**** Recorded information

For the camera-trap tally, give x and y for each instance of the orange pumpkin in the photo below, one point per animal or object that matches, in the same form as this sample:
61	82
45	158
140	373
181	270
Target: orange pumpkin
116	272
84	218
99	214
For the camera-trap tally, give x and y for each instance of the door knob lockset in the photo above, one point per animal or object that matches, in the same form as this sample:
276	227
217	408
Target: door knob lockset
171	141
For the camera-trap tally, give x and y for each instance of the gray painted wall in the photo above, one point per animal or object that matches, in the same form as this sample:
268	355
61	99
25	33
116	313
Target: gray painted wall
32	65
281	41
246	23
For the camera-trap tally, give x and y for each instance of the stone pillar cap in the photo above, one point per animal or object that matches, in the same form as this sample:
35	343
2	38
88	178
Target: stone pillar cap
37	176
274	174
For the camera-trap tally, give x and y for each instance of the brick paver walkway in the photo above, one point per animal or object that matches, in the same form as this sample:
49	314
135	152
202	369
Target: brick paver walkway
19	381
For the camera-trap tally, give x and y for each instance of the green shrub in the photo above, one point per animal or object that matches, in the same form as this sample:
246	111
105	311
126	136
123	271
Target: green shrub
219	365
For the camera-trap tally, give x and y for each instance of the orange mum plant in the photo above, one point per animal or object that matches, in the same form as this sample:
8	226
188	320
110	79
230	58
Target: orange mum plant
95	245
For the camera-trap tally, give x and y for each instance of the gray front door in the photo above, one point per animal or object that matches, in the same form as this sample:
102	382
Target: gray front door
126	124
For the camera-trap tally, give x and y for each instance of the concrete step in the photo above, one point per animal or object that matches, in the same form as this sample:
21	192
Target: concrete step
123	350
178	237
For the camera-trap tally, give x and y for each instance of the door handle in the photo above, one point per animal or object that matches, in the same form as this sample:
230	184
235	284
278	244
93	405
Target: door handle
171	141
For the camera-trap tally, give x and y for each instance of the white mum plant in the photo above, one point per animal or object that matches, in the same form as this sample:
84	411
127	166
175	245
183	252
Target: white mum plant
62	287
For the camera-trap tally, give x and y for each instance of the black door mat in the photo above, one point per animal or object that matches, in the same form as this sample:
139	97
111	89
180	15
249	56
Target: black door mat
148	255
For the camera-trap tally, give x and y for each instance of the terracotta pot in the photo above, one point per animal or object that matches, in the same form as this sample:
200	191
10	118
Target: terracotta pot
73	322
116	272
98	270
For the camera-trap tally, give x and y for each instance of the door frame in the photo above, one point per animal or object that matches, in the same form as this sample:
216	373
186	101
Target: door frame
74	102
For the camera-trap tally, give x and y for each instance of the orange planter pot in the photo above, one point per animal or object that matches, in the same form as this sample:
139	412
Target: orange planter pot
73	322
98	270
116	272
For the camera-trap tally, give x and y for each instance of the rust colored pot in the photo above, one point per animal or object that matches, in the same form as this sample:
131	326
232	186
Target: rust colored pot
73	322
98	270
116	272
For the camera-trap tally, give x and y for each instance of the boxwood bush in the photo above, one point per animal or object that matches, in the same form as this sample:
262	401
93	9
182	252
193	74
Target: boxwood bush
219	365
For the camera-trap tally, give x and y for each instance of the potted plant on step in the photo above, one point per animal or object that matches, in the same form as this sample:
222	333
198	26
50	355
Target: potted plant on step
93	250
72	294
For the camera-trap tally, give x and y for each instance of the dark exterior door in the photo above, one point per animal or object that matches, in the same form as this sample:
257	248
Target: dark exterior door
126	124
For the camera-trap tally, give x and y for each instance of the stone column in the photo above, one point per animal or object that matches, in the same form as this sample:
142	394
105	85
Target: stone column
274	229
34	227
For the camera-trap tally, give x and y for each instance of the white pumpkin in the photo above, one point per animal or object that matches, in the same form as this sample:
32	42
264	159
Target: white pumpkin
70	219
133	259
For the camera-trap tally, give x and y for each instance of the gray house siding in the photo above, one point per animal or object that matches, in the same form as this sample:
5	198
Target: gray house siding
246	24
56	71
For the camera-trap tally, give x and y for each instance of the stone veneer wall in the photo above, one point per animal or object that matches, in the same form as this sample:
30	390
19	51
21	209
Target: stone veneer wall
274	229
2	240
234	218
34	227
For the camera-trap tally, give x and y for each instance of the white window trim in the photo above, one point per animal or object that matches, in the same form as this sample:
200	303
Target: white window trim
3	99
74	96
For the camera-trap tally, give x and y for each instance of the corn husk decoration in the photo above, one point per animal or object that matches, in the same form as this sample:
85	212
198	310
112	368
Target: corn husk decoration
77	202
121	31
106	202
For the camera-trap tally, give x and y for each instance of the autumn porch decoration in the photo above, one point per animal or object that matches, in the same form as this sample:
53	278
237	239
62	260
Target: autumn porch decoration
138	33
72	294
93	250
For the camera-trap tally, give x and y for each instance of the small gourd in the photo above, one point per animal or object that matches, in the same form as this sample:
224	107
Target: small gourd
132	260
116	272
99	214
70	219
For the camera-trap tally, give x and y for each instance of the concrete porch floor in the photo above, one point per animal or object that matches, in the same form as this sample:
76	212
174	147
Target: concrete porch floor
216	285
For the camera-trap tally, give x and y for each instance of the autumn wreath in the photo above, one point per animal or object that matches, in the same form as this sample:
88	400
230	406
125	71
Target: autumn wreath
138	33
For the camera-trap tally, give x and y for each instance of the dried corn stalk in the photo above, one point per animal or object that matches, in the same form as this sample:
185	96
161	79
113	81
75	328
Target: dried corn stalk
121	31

********

# Exercise directions
Starting at the line that contains "the autumn wreath" and ending at the last line of the listing, write those lines out again in full, requests included. Shift each answer coordinate by adding 13 to both its x and y values.

# Exercise output
For the camera-trap tally, give x and y for each instance of the autumn wreath in the photo above, one point per animal or object that matches, in the same form as this sample:
88	400
230	406
125	71
Target: autumn wreath
151	46
For the camera-trap tally, give x and y for each instance of the dried corn stalk in the photo above, one point per animal or object that matches, in the same form as this sample:
185	96
161	79
113	81
75	328
Target: dried corn stalk
134	44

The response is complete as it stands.